▶ [Aim of the task] Reproduce the listing below word for word, keeping every line intact.

(Records drawn from a dataset)
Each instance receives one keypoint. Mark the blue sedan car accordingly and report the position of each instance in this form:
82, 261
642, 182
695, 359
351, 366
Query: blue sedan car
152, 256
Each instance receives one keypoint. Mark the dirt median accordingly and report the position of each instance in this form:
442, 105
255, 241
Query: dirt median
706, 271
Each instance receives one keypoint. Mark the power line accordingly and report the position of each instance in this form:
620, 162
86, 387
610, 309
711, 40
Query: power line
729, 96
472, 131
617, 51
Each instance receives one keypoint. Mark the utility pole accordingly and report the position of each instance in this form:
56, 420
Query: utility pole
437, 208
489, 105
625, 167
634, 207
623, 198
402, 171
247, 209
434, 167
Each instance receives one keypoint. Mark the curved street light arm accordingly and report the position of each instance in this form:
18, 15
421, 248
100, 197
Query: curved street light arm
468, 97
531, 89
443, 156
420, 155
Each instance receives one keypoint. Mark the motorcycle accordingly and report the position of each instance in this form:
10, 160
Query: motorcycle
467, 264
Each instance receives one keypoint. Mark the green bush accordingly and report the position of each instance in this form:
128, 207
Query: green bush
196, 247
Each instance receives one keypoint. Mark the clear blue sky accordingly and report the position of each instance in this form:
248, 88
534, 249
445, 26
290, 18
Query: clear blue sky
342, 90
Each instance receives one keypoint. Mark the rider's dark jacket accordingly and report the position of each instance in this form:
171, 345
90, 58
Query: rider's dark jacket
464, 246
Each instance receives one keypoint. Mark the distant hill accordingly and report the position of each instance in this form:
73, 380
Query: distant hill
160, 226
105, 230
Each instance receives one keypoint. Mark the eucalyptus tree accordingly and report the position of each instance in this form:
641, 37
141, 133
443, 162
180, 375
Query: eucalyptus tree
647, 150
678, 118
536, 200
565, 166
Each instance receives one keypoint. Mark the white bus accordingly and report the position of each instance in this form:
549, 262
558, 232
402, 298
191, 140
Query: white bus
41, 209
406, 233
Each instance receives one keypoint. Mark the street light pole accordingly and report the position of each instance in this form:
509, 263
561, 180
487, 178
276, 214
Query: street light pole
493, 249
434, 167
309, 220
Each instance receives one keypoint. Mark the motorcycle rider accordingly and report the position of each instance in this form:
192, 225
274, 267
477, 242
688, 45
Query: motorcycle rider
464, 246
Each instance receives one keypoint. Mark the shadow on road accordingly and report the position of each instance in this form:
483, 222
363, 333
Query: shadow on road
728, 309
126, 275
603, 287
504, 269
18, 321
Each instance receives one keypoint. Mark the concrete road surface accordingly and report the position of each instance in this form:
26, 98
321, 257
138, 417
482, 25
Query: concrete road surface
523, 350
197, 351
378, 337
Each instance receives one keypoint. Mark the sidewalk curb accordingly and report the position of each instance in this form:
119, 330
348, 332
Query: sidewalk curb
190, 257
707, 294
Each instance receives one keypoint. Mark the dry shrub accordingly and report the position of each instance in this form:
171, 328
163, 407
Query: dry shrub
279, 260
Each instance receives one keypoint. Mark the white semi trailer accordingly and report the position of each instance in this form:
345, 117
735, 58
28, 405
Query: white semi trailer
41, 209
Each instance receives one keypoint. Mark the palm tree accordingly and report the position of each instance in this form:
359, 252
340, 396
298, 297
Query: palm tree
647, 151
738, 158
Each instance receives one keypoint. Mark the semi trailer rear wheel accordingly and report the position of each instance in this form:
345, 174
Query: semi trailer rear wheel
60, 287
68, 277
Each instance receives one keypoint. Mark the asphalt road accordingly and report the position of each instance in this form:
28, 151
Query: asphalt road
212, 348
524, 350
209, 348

▶ [Full solution]
Each instance receives one keypoint. Mark the blue sedan car accordingly and report the position of each instance in this form:
82, 261
642, 182
695, 359
351, 366
Query: blue sedan car
152, 256
Each instance receives one keypoint. Mark the dirt median accordingly and report the position of each instance in this form:
442, 105
255, 241
Query: dirt median
706, 271
Each instance receives one keypoint. Mark the power line accordingly and report the position of each instance in this form:
620, 162
86, 387
610, 309
711, 40
Query: power line
729, 96
472, 131
617, 51
Each instance receives one keypoint. Mark the utility pole accordingly and report the position of each instance in this form:
56, 420
Query: utility pole
437, 208
489, 105
625, 167
634, 207
623, 198
402, 171
247, 209
434, 167
Each instance receives one keypoint. Mark the curved street light arm accordingly and report the position of each instance in this form:
18, 15
421, 248
100, 197
Query: curved street light arm
468, 97
531, 89
443, 156
420, 155
Each instance receives one keypoint. Mark the motorcycle accordingly and report the position of each instance in this form:
10, 160
Query: motorcycle
467, 264
Each instance receives one keypoint. Mark the green bush accordingly and report the position of each instance in this form:
128, 207
Query: green bush
196, 247
Each instance receives one keypoint. Mark the clear blue sky accordingly and report the position of each instance in this form:
248, 88
534, 249
445, 26
290, 18
Query: clear blue sky
342, 90
Each instance receives one keypoint. Mark the rider's dark jacket accordingly and report the position of each instance in this form:
171, 345
90, 58
Query: rider's dark jacket
464, 246
Each instance receives one keypoint. Mark the distant hill accordingly and report the position of each instance in this form:
73, 380
Query: distant hill
160, 226
105, 230
Each instance receives one keypoint. Mark the eucalyptus tree accordingly and report the position of each instance in this form:
641, 37
141, 133
443, 162
180, 375
Query: eucalyptus tree
647, 150
678, 118
536, 200
565, 166
Each instance receives one keypoint. Mark the white bus accordingly and report the position of each instance in this form:
549, 262
558, 232
402, 298
191, 140
Query: white bus
41, 209
406, 233
Each instance receives one keypoint. Mark the street light pole accordingly and report the position of each instance in this form:
509, 263
561, 180
487, 178
276, 214
Query: street light pole
493, 249
434, 167
309, 220
Each instance receives one keypoint. Mark the motorcycle rider accordingly and report the position of each instance in this form:
192, 225
274, 267
477, 242
688, 45
Query: motorcycle rider
464, 246
Each instance receives one keypoint. Mark the shadow on road accordingly and report the position of each instance in this form:
483, 222
363, 333
Query: shadow on road
728, 309
126, 275
603, 287
504, 269
18, 321
Each instance receives one keypoint. Mark the concrete road surface accordingly and report the position of each instance in this form:
26, 98
321, 257
138, 417
482, 25
Query: concrete road surface
523, 350
197, 351
378, 337
Each instance receives one keypoint. Mark the sidewalk curb accordingly and report the position of each instance in this form:
119, 330
348, 332
Query: sidewalk curb
190, 257
707, 294
Each instance receives one keypoint. Mark the dry shrub accordingly and report the position of each instance in this form:
171, 328
163, 407
Query: dry shrub
279, 260
Each instance receives one keypoint. Mark the white semi trailer accordingly and report the position of each instance in this form:
345, 117
735, 58
28, 405
Query: white semi trailer
41, 209
Each instance receives one keypoint. Mark the palm tree accordingly and report the position of each instance in this form:
359, 252
340, 396
298, 297
Query: palm tree
647, 151
738, 158
Each instance receives one keypoint. Mark the semi trailer rear wheel accordingly and report the position of each instance in this form:
345, 174
Query: semi trailer rear wheel
60, 287
68, 277
Each instance receives one keypoint. Mark the asphalt road accordingly and report the position of each instance in this form:
28, 151
Query: asphalt road
212, 348
524, 350
209, 348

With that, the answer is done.